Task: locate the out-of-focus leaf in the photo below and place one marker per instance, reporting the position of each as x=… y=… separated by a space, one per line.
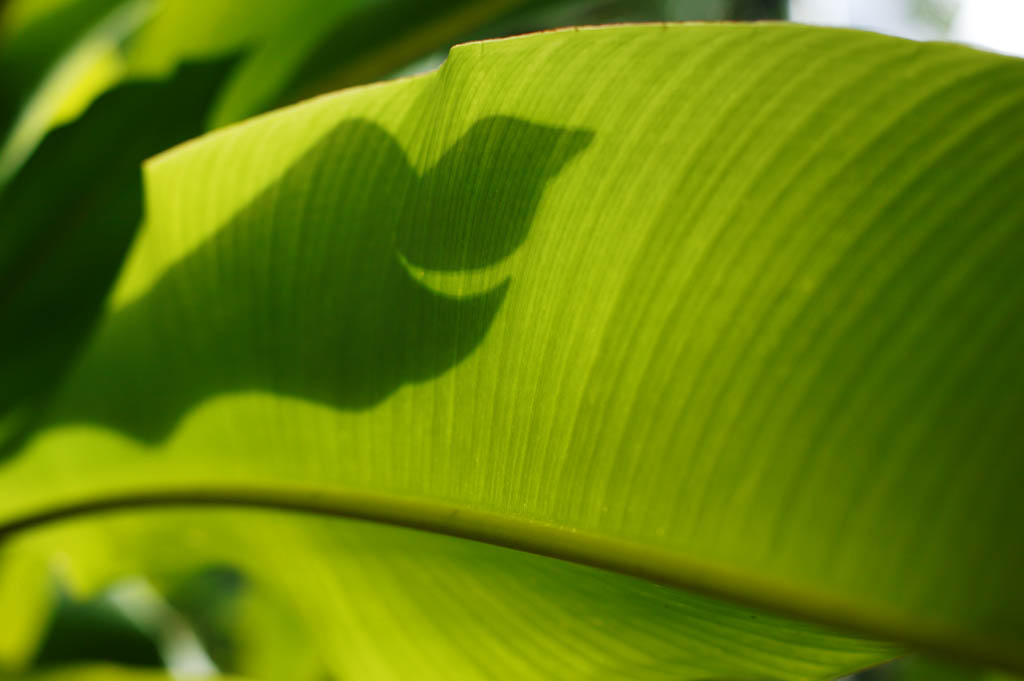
x=68 y=218
x=107 y=672
x=733 y=308
x=915 y=668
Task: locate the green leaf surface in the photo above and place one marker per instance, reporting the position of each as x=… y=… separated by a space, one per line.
x=69 y=217
x=729 y=307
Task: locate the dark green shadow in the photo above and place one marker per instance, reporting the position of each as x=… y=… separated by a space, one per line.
x=303 y=291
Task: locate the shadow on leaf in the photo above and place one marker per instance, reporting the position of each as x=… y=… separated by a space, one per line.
x=304 y=292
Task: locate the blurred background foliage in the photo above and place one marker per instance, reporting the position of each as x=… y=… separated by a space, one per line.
x=76 y=76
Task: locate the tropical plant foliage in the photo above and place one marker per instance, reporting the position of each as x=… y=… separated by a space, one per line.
x=653 y=351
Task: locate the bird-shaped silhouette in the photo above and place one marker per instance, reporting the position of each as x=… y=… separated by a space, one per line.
x=304 y=292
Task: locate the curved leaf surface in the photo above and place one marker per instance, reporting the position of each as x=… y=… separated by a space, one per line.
x=732 y=316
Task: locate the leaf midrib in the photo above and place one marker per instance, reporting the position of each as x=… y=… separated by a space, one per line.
x=559 y=542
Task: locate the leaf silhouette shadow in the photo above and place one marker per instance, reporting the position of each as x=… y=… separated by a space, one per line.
x=303 y=292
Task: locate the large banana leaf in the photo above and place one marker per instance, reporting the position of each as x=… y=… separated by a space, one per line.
x=730 y=308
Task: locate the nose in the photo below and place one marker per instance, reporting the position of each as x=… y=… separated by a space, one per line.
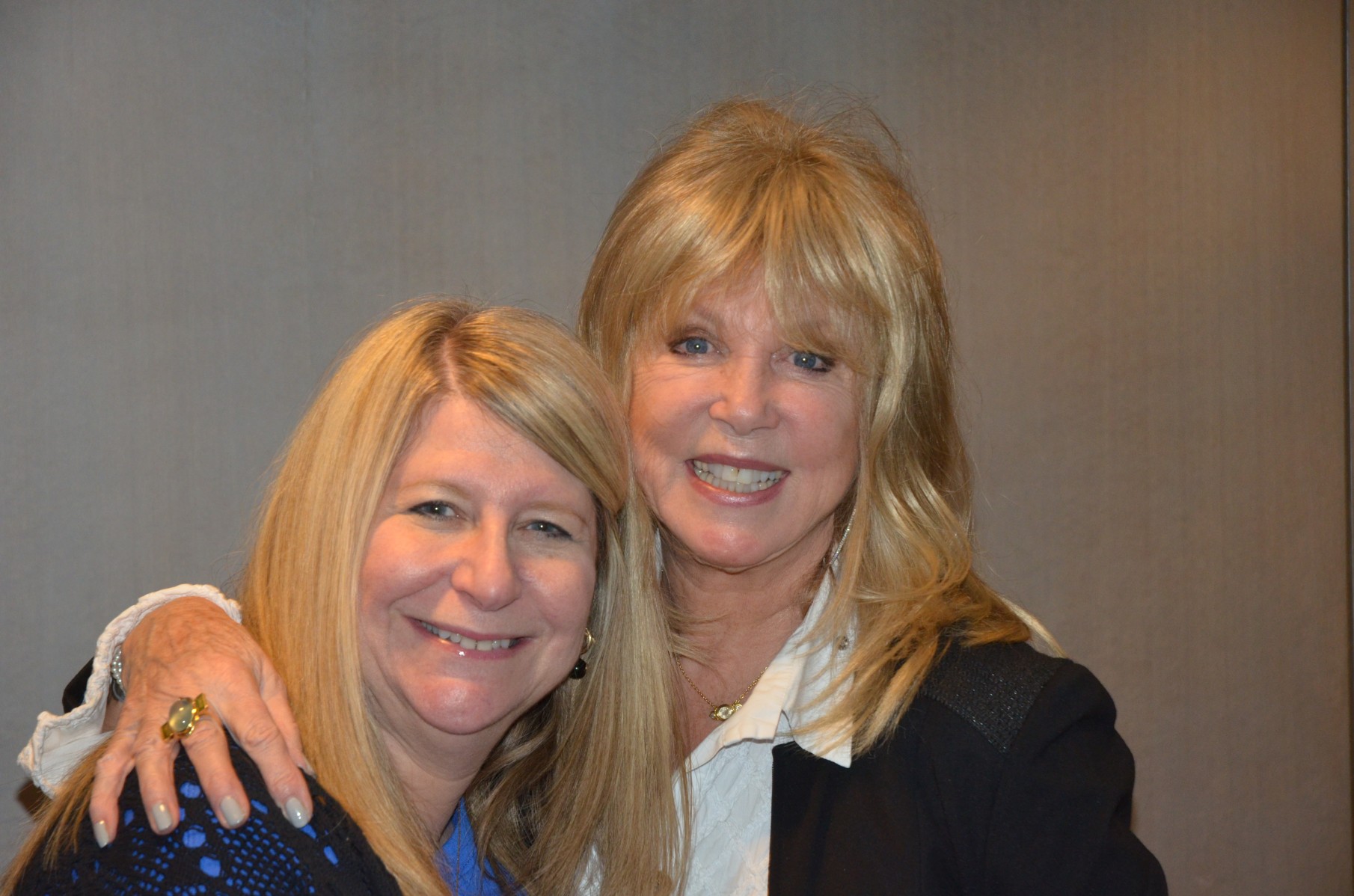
x=484 y=570
x=745 y=399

================================

* Exercise brief *
Render every line of the records above as a JSON list of strings, one string per line, skipping blank lines. Leave the pictures out.

* The solution *
[
  "Task: locate the out-of-focus leaf in the photo below and place one marker per instance, reporting the position of each as x=… y=… separated by a space, one per line.",
  "x=68 y=218",
  "x=107 y=672",
  "x=733 y=308",
  "x=915 y=668",
  "Task: locate the green leaf surface in the photo above and place one marker per instance, reporting the position of each as x=… y=… separated by a space, one per line.",
  "x=69 y=217",
  "x=729 y=307",
  "Task: locate the dark green shadow in the photo above and place one marker per instance, reporting the position of each as x=… y=… separated by a space, one per line.",
  "x=303 y=291",
  "Task: locate the shadow on leaf in the photo above and place one marker per instance, reporting the position of each as x=… y=… separated by a space, one per line.",
  "x=304 y=292",
  "Task: locate the blurred background foliage in the photo above and place one marker per instance, reporting the position of each as x=… y=… separated by a space, one per line.",
  "x=76 y=76",
  "Task: locate the tropical plant foliage in the photo above and place one marker per instance, reporting the position of each as x=… y=… separated by a space, one per line.",
  "x=653 y=351",
  "Task: locate the bird-shaped silhouette in the photo above and place one marker per instance, reporting the position of each as x=… y=… separated by a space, one per line.",
  "x=304 y=292",
  "Task: locate the curved leaf surface in the photo above and place one marker per instance, reporting the position of each as x=… y=… separated by a space, one per line.",
  "x=732 y=316",
  "Task: locate the leaf midrib in the photo above and place one marker per instance, reporting the position of each as x=… y=… separated by a space, one per line.",
  "x=559 y=542",
  "Task: locate the leaf silhouette shadow in the photo above and place one marker per instance, reporting the position of each as x=… y=… separated by a space, one per line.",
  "x=303 y=292",
  "Task: locate the large banana leaf in the photo above and place one marker per instance, reporting the position of each as x=… y=… separated by a space, one per line.",
  "x=730 y=308",
  "Task: locate the nose in the photo below and place one marker per instance, reporting the position of each as x=… y=… separated by a space, one per line.",
  "x=484 y=570",
  "x=745 y=399"
]